Description of the task:
Copy word for word the part of the passage on Vespuoli starting with "It is located" and going on through "more than doubles.".

Text segment:
Population (2021-12-31)
- • Total: 448
- Time zone: UTC+2 (EET)
- • Summer (DST): UTC+3 (EEST)
- Postal code: 41880 OITTILA

= Vespuoli =

Vespuoli is a district in Jyväskylä, Finland. It is a part of Korpilahti, which became a part of Jyväskylä in 2009. The area is located on the eastern shores of lake Päijänne, while the rest of Korpilahti is located on the western side.

It is located 35 km from Jyväskylä city centre. The area is connected to Jyväskylä by the large Kärkistensalmi bridge acrossing the lake Päijänne. The villages of Putkilahti and Oittila are located in Vespuoli, and are the official subdivisions of the district. There were 532 permanent inhabitants and 797 summer cottages in Vespuoli as of 2009. At summer time the population of the area more than doubles.

== Geography ==
Vespuoli is separated from the rest of Korpilahti by the lake Päijänne and is connected by the Kärkistensalmi bridge. The district borders the municipalities of Toivakka, Joutsa (Leivonmäki before 2008) and Luhanka. Rutalahti in Leivonmäki partially extends into the Oittila sub-district.

The name Vespuoli (Vesipuoli) means "water half" or "water side", which refers to its location on the eastern side of Päijänne. This is in contrast to Maapuoli ("land half/side"), the western side of Korpilahti.

== History ==
The villages of Oittila and Putkilahti have their origins in the 16th century, when the area was a part of Jämsä.

Supplied records:

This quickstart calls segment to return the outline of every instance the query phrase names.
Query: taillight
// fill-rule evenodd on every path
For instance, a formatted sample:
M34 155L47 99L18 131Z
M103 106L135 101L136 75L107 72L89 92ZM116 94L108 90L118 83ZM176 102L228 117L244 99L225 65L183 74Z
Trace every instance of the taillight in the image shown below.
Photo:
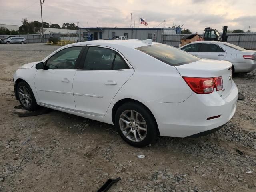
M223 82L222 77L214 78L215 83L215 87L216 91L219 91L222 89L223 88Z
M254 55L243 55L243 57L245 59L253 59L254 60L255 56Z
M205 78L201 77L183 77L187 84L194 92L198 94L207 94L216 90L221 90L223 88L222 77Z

Written solution:
It is located 35 km from Jyväskylä city centre. The area is connected to Jyväskylä by the large Kärkistensalmi bridge acrossing the lake Päijänne. The villages of Putkilahti and Oittila are located in Vespuoli, and are the official subdivisions of the district. There were 532 permanent inhabitants and 797 summer cottages in Vespuoli as of 2009. At summer time the population of the area more than doubles.